§ ACTIVITY
Return the records below from the line containing "Category: white garage" onward, exactly, through and including the last line.

───── EXCERPTED DATA

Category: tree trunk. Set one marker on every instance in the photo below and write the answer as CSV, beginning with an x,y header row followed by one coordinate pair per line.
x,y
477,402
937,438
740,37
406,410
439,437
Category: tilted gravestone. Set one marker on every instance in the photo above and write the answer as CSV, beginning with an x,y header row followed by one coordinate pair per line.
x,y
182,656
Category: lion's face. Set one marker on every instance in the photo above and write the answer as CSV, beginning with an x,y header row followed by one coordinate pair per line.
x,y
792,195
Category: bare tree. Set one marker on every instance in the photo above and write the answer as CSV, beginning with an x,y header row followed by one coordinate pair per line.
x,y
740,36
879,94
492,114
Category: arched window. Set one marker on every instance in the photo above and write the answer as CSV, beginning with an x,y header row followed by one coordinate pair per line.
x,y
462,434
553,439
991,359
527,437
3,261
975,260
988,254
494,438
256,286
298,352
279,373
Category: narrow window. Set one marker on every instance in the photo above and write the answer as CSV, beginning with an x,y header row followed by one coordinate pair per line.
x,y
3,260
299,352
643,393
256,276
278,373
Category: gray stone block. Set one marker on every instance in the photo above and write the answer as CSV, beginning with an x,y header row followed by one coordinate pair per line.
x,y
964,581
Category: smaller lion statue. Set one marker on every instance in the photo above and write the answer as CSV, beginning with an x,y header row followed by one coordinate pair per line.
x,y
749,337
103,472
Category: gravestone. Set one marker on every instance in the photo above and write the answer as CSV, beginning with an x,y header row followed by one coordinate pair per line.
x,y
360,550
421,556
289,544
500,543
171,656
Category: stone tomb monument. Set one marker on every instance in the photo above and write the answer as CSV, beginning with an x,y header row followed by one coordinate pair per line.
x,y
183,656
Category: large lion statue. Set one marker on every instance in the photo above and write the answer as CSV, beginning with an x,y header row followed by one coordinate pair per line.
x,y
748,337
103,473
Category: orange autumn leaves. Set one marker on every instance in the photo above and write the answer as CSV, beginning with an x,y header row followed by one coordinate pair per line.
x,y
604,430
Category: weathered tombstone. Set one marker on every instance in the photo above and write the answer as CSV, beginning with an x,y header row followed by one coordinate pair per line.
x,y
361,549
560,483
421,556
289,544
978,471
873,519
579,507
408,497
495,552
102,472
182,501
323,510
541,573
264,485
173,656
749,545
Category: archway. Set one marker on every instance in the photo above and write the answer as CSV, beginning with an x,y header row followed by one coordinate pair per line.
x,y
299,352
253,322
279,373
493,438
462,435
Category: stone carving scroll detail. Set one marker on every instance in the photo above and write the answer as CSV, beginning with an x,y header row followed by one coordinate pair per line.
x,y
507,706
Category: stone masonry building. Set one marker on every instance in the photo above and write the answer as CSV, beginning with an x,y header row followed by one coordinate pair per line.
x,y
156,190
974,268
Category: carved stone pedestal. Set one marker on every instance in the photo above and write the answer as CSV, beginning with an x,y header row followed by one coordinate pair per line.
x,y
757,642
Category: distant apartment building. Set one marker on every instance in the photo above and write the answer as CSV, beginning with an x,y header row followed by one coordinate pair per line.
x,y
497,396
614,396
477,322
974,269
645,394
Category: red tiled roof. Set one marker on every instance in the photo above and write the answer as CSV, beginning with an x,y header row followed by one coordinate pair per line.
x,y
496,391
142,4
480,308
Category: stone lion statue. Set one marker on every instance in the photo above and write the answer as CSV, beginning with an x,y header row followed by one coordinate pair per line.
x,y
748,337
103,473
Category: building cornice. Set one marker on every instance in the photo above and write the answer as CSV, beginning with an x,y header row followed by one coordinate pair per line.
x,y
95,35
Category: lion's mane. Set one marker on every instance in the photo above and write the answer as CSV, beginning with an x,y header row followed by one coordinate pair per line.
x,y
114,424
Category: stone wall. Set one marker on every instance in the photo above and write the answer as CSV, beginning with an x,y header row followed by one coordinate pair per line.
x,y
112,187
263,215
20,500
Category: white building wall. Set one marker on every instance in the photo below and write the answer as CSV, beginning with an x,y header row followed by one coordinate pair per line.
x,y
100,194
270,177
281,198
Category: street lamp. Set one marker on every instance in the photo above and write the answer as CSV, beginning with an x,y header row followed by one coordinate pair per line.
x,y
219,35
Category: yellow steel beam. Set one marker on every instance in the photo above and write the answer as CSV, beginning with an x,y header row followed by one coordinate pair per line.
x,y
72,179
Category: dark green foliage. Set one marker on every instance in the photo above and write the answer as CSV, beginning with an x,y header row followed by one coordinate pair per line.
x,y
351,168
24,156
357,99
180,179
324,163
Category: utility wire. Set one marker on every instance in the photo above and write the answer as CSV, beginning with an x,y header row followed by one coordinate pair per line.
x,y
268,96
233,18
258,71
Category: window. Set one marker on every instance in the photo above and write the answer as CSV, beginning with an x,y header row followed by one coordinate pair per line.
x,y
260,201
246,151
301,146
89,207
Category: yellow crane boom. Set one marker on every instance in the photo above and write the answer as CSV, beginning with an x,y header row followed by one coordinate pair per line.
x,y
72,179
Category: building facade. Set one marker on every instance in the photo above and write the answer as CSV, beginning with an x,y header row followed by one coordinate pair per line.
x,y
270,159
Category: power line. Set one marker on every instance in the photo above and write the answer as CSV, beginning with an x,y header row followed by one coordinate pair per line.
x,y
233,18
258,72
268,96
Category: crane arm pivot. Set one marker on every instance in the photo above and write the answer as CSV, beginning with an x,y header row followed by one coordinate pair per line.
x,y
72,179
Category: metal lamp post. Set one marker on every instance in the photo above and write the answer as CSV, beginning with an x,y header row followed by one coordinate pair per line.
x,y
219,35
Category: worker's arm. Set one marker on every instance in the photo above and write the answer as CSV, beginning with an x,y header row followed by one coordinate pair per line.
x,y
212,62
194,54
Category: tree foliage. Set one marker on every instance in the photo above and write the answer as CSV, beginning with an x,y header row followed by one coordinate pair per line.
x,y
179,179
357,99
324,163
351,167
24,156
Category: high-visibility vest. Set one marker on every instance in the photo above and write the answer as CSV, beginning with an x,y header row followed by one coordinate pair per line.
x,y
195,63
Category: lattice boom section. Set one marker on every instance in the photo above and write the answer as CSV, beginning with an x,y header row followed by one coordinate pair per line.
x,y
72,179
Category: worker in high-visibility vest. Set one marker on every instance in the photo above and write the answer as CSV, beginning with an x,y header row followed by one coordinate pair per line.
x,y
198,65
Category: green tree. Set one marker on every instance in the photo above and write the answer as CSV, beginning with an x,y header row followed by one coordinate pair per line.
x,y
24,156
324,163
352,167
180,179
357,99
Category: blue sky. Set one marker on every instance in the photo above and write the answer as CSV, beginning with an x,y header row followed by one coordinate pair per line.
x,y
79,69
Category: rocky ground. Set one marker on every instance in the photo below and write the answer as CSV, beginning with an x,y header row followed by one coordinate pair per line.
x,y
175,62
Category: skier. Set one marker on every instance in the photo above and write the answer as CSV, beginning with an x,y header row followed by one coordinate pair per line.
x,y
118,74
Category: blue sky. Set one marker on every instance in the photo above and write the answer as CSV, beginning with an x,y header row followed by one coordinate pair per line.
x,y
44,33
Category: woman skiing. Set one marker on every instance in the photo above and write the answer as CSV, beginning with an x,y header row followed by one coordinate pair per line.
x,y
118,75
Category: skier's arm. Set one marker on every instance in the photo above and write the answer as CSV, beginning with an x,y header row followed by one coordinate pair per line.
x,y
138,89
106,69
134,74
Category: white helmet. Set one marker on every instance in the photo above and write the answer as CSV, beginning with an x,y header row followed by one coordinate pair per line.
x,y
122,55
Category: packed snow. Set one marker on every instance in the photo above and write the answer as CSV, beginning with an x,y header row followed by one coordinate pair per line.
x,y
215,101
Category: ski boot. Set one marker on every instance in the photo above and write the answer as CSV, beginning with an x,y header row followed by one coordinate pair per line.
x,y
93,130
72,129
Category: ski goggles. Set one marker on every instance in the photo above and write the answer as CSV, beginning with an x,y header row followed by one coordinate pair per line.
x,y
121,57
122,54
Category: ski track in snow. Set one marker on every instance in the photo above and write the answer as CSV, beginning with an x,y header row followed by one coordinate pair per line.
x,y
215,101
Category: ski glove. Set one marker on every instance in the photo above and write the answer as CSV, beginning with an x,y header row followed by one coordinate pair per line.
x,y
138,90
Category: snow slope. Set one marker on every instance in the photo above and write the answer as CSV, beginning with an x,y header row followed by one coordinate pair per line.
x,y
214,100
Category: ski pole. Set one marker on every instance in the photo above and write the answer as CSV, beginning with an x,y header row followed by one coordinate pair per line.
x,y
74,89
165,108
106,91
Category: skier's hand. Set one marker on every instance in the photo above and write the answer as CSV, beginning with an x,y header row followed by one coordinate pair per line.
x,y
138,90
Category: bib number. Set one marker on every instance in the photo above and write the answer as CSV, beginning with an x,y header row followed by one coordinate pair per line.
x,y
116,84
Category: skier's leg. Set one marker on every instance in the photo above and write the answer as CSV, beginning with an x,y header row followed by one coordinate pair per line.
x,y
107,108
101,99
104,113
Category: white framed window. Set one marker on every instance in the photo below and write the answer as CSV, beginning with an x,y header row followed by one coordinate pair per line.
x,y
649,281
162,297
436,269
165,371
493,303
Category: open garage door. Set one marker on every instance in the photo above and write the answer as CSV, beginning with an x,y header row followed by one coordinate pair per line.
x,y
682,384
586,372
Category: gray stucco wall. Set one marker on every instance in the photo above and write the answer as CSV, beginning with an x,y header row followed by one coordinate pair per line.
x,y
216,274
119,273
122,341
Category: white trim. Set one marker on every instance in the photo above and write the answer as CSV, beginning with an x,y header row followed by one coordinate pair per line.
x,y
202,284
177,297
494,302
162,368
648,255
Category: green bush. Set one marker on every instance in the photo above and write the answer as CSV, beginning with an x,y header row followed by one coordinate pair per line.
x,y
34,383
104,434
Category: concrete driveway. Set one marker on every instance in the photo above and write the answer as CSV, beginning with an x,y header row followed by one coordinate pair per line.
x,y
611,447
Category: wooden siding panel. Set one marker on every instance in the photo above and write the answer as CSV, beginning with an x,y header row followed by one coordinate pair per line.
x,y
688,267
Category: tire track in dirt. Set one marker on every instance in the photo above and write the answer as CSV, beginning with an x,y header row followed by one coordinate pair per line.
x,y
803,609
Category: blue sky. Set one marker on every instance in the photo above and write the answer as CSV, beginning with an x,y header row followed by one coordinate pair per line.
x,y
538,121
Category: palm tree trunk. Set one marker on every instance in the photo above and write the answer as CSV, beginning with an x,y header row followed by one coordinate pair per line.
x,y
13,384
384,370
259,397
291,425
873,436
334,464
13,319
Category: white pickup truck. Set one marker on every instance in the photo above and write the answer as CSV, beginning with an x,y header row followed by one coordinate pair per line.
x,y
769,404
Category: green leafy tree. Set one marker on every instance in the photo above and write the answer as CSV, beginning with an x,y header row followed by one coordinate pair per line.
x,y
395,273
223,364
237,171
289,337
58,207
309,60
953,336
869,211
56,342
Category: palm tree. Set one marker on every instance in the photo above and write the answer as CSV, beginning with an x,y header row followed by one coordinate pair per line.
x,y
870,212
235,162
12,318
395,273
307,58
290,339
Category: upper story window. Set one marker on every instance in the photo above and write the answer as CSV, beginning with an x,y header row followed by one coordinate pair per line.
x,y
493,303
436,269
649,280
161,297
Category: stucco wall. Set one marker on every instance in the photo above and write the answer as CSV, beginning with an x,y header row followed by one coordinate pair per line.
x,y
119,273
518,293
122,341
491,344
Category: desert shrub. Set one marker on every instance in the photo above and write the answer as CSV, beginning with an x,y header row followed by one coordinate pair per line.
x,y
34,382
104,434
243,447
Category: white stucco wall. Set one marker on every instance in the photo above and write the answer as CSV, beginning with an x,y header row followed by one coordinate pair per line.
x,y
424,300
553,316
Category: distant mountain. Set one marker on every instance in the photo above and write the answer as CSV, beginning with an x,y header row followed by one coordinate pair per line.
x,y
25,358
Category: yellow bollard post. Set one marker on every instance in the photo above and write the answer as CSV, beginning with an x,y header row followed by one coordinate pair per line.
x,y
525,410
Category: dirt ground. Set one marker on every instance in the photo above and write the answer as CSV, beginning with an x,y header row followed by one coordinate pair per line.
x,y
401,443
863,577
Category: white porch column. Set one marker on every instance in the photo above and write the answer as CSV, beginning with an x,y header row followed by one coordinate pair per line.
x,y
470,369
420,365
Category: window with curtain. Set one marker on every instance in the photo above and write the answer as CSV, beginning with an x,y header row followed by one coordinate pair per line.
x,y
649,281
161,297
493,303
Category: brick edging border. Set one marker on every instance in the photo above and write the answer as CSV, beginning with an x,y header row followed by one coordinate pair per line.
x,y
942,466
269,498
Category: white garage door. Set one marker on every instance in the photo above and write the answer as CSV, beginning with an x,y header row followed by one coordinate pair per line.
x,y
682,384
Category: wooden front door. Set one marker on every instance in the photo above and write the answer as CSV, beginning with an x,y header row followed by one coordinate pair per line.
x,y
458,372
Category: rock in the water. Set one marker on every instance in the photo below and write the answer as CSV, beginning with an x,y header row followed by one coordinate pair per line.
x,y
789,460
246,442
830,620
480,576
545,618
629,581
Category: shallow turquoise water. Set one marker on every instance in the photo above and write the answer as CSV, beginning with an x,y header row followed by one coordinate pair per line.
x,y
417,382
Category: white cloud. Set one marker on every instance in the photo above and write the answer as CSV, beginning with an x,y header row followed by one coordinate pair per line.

──────────

§ SOLVED EXERCISE
Category: white garage door. Set one marker on every instance in the photo above and write the answer as CSV, beginning with an x,y header row followed by one coordinate pair per line.
x,y
682,384
Category: wooden front door. Set one marker on every instance in the photo above and write the answer as CSV, beginning with an x,y header row followed by one coordinate pair per line.
x,y
458,372
Category: rock in the water. Set one marker on every instance in the photo below and write the answer as CSV, beginning with an x,y header row followed by one coordinate pair per line.
x,y
789,460
246,442
830,620
480,576
545,618
629,581
Category: shallow turquoise water. Set one marker on every instance in the photo above and write the answer as CSV, beginning with an x,y header row followed by one coordinate pair per line.
x,y
417,382
Category: white cloud. Set one marker on every instance in the photo above and write the answer as CSV, beginning with an x,y header row followed by one coordinate pair per line.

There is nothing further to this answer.